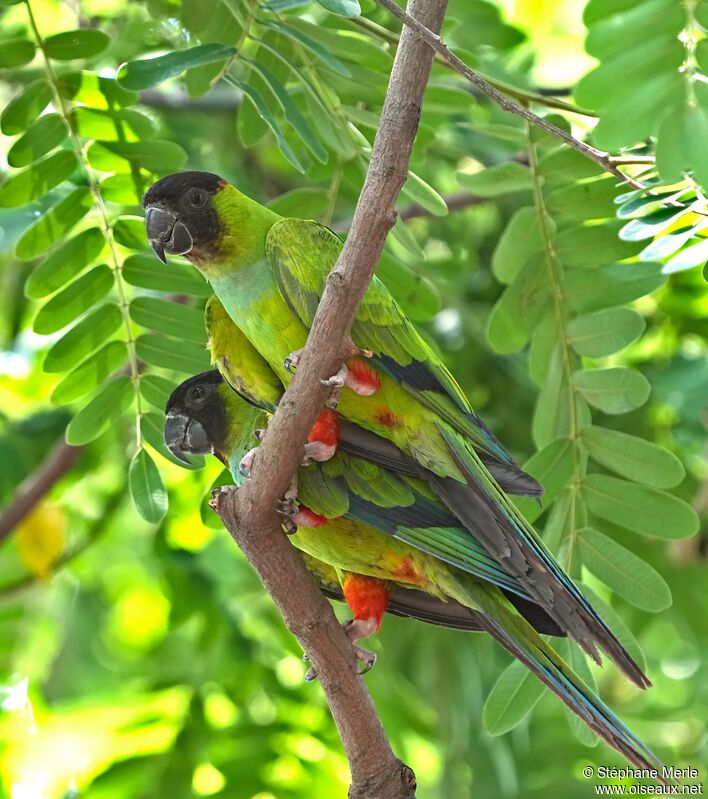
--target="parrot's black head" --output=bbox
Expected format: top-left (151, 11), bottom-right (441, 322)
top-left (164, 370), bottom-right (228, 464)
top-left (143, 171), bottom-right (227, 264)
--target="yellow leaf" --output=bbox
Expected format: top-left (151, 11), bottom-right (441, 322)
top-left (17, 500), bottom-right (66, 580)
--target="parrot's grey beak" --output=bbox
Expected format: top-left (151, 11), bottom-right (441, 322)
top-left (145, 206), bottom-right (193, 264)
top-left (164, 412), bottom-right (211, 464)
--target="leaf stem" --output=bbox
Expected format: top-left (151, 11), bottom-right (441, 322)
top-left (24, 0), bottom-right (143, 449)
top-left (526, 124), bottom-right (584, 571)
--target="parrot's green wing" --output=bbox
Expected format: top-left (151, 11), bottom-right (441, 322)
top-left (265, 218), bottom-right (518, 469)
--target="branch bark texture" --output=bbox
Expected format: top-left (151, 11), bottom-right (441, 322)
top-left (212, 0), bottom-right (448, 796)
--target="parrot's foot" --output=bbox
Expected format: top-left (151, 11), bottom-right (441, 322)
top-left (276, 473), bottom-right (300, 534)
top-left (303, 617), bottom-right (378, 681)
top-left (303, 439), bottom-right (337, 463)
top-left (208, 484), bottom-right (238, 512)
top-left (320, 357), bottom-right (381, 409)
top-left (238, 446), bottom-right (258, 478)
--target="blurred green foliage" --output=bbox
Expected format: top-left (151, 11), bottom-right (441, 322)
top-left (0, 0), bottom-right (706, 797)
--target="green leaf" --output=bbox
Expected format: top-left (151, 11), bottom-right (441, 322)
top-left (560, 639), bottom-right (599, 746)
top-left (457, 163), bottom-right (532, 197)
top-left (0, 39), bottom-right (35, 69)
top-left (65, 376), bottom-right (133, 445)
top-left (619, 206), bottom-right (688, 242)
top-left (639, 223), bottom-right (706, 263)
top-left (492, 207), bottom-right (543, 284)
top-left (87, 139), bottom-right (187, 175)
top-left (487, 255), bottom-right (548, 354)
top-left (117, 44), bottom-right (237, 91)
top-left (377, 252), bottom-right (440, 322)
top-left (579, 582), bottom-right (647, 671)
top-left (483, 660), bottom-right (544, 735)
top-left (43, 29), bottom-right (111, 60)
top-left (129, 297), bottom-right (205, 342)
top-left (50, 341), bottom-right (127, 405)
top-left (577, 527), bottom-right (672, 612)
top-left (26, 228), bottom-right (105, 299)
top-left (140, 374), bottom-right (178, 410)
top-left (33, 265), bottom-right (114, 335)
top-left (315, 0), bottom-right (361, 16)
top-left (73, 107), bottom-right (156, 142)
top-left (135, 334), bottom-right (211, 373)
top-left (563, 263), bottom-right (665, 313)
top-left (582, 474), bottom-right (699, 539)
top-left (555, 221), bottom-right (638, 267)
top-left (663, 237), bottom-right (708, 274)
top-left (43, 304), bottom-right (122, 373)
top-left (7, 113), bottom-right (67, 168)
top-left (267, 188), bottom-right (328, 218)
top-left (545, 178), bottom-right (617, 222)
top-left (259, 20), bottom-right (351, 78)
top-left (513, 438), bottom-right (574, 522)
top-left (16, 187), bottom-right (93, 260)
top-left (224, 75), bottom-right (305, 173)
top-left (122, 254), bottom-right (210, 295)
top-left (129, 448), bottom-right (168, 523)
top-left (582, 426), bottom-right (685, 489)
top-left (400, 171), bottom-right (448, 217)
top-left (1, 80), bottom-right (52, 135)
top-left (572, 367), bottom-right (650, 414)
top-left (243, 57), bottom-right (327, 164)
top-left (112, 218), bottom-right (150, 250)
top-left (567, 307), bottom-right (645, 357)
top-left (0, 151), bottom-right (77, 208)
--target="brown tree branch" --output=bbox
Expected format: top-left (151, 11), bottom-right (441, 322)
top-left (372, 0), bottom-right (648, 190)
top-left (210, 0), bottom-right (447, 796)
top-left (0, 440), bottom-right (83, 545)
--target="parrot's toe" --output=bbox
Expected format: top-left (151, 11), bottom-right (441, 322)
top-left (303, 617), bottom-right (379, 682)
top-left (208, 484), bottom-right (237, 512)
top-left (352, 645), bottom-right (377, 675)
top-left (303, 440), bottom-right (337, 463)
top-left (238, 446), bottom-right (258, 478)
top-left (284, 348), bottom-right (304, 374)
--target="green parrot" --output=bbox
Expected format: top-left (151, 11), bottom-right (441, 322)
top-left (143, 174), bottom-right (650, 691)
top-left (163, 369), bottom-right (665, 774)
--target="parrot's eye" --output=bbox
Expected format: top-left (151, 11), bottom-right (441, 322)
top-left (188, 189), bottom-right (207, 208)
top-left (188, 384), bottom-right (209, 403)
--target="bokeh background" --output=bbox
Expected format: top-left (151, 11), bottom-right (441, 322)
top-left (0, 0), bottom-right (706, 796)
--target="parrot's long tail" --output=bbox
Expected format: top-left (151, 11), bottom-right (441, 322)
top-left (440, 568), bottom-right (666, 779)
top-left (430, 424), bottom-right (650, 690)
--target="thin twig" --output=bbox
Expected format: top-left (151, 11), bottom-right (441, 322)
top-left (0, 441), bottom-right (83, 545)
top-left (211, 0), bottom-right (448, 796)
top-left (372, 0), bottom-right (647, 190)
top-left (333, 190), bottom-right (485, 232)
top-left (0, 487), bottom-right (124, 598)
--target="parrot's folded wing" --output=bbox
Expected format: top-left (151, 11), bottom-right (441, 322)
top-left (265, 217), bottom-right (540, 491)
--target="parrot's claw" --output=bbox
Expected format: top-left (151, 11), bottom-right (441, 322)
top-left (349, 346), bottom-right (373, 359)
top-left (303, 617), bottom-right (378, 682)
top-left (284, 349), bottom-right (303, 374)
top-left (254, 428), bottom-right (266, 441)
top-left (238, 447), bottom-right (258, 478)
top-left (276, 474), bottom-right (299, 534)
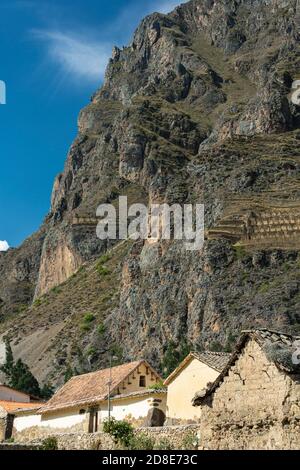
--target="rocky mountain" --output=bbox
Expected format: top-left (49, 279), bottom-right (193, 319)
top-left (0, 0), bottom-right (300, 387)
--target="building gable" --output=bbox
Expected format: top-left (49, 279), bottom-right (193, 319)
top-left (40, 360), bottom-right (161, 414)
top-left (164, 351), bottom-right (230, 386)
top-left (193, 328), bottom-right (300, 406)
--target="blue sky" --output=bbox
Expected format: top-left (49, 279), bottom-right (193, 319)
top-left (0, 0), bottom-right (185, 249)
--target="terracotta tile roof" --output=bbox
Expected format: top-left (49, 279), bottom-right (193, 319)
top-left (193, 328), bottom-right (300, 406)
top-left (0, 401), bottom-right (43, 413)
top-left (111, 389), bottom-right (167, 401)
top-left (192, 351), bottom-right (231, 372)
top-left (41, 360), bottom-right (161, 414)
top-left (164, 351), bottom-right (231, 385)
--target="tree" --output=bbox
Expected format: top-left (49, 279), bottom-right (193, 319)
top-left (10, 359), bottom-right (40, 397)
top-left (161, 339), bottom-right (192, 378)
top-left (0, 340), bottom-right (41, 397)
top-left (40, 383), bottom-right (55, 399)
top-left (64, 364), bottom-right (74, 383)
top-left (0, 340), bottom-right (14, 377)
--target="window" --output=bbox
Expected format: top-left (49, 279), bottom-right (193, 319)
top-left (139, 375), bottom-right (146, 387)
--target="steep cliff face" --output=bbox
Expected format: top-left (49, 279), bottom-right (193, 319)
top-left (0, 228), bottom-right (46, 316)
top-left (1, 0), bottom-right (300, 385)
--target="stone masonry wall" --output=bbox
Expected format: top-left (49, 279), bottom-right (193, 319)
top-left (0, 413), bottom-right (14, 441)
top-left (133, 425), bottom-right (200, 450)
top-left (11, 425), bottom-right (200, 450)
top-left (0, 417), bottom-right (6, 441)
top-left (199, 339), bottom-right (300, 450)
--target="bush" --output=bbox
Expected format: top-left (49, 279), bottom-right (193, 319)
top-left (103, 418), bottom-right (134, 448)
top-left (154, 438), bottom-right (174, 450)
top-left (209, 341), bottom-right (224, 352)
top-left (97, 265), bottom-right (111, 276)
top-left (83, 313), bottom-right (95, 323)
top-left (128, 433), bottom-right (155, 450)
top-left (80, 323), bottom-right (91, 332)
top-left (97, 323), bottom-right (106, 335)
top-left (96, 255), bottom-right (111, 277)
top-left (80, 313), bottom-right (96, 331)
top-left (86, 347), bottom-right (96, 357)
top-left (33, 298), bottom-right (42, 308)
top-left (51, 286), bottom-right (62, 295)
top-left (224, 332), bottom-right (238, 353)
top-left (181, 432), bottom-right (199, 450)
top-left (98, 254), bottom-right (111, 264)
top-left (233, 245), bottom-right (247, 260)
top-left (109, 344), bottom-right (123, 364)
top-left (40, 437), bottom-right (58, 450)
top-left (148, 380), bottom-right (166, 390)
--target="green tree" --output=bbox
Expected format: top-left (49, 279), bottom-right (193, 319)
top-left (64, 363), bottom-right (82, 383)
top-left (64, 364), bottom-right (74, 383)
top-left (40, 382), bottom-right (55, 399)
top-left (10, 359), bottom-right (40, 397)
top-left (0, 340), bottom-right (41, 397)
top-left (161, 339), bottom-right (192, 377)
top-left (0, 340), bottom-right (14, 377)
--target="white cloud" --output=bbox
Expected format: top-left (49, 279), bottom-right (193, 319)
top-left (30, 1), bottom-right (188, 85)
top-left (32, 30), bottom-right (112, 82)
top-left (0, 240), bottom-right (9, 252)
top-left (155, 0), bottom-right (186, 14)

What the task asks ▸ Return every line holding the word "tree" from the records.

Exercise response ▸
--target="brown tree branch" --output=bbox
--target="tree" --output=bbox
--target="green tree" --output=bbox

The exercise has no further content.